Work request A
In the text on heme peroxidases, rewrite the paragraph beginning "Figure 1 shows the overlay" as a short list that keeps its main facts.
Work request B
Answer these questions from the text on heme peroxidases:
(i) What intermediate forms in the catalytic mechanism?
(ii) Who collaborated on the work on substrate specificity?
(iii) Which substrate analogue is bound to ascorbate peroxidase in Figure 2?

Selected excerpt
------------------------------
The catalytic mechanism involves formation of a high-valent, ferryl heme intermediate followed by reduction of the oxidised heme by substrate.
The substrate specificity of these enzymes is very diverse and, although most peroxidases use small organic substrates, the chemical determinants that define the enzyme–substrate interaction are largely unknown.
Figure 1 shows the overlay of the structures ascorbate peroxidase (red) and cytochrome c peroxidase (green). The tyrosine residue of CcP overlays with the ascorbate group in APX, blocking the binding site. The binding site for cytochrome c binding is also shown.
We have recently made major progress in understanding substrate specificity in the heme peroxidases (collaborative work with Professor Peter Moody, Biochemistry).
First, we have determined the crystal structure of ascorbate peroxidase in complex with its physiological substrate, ascorbate (Figure 1).
This has revealed the location of the ascorbate binding site for the first time but has also made it possible to account for the different substrate specificities observed in other heme peroxidases ( e.g. cytochrome c peroxidase). We have also identified the binding interaction of ascorbate peroxidase with other, non-physiological substrates – these bind at a different location.
Figure 2 shows the structure of ascorbate peroxidate in complex with the aromatic substrate analogue salicylhydroxamic acid.
------------------------------
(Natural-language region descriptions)
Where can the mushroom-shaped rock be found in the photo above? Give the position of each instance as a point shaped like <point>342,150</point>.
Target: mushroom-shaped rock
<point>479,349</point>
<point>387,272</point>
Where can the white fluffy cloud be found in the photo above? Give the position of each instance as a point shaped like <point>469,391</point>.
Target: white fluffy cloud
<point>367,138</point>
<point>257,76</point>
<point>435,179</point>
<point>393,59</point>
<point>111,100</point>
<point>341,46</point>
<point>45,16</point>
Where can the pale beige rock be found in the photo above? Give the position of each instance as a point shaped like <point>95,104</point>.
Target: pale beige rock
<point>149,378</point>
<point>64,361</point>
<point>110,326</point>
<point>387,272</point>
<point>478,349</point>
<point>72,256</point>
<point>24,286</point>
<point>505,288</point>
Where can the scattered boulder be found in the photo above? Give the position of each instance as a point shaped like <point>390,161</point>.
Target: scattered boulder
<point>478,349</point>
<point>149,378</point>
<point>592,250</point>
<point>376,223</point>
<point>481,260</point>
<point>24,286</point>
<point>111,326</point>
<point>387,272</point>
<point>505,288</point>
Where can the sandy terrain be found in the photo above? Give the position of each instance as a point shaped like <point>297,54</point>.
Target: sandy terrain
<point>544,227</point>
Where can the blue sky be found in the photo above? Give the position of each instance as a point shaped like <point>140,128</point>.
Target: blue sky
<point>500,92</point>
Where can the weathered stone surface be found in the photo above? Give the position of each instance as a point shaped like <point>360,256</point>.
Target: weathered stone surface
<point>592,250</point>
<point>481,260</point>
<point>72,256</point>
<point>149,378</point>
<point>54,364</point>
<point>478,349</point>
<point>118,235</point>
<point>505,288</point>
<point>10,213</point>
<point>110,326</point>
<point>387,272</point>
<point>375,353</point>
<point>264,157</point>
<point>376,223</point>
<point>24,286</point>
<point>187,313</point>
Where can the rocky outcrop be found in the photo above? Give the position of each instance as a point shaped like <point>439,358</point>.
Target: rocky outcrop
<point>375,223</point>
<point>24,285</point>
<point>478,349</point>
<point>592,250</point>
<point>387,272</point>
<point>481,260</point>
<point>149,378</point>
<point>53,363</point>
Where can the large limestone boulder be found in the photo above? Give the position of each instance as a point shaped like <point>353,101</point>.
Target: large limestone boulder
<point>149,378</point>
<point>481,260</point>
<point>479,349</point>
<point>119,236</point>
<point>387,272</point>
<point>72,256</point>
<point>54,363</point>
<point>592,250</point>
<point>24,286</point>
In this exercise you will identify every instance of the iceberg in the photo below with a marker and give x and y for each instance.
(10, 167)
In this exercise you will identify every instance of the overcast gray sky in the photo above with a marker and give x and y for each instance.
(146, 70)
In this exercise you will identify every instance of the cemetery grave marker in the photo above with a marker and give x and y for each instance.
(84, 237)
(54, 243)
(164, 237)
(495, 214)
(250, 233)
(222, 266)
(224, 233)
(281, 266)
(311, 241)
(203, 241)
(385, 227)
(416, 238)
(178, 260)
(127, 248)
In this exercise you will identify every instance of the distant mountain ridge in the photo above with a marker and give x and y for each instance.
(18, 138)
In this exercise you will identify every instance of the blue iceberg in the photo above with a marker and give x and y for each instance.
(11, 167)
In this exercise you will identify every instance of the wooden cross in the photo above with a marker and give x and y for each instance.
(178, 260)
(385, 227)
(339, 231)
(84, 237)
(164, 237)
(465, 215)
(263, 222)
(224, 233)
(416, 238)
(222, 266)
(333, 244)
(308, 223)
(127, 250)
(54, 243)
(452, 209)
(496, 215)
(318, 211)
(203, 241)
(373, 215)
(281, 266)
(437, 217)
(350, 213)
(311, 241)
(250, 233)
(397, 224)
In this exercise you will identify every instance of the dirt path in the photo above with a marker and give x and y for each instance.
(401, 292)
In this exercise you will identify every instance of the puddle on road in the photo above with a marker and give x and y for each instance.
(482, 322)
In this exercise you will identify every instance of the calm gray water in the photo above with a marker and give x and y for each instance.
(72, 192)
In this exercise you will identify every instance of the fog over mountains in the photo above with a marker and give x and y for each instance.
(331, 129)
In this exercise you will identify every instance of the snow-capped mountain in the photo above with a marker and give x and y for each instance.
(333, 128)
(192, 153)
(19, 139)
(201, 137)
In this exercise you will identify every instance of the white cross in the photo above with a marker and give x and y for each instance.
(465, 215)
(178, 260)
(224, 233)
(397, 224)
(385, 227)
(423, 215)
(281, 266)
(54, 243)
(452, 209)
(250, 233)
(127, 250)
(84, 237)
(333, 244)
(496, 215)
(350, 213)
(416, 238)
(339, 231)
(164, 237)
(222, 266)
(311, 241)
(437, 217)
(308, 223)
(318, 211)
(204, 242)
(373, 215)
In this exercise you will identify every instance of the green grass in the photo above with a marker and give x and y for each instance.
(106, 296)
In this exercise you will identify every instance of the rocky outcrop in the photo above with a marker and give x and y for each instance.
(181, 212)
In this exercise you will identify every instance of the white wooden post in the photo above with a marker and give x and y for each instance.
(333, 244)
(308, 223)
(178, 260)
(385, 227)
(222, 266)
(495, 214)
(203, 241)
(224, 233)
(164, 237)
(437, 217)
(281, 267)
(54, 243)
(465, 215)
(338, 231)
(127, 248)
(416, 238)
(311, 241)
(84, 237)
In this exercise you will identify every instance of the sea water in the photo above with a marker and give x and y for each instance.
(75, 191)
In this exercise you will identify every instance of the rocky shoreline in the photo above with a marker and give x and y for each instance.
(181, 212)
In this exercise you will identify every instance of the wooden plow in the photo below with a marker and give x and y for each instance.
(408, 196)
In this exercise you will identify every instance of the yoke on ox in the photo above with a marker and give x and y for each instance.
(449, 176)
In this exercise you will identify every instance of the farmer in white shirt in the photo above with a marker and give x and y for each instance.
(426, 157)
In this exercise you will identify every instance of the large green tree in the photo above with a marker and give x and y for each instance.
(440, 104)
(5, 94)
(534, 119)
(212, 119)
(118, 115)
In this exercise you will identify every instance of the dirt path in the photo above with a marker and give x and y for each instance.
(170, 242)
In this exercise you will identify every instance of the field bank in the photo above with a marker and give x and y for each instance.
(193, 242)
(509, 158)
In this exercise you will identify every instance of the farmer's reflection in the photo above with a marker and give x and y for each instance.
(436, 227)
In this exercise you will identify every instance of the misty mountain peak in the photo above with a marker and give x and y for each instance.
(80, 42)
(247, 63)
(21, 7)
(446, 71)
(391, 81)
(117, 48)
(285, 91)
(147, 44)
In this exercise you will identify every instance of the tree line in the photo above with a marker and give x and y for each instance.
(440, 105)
------------------------------
Answer box A
- Figure 1 overlays the structures of ascorbate peroxidase (red) and cytochrome c peroxidase (green).
- A tyrosine residue of CcP sits where the ascorbate group sits in APX and blocks the binding site.
- The figure also shows the binding site for cytochrome c.

Answer box B
(i) A high-valent, ferryl heme intermediate.
(ii) Professor Peter Moody, Biochemistry.
(iii) Salicylhydroxamic acid.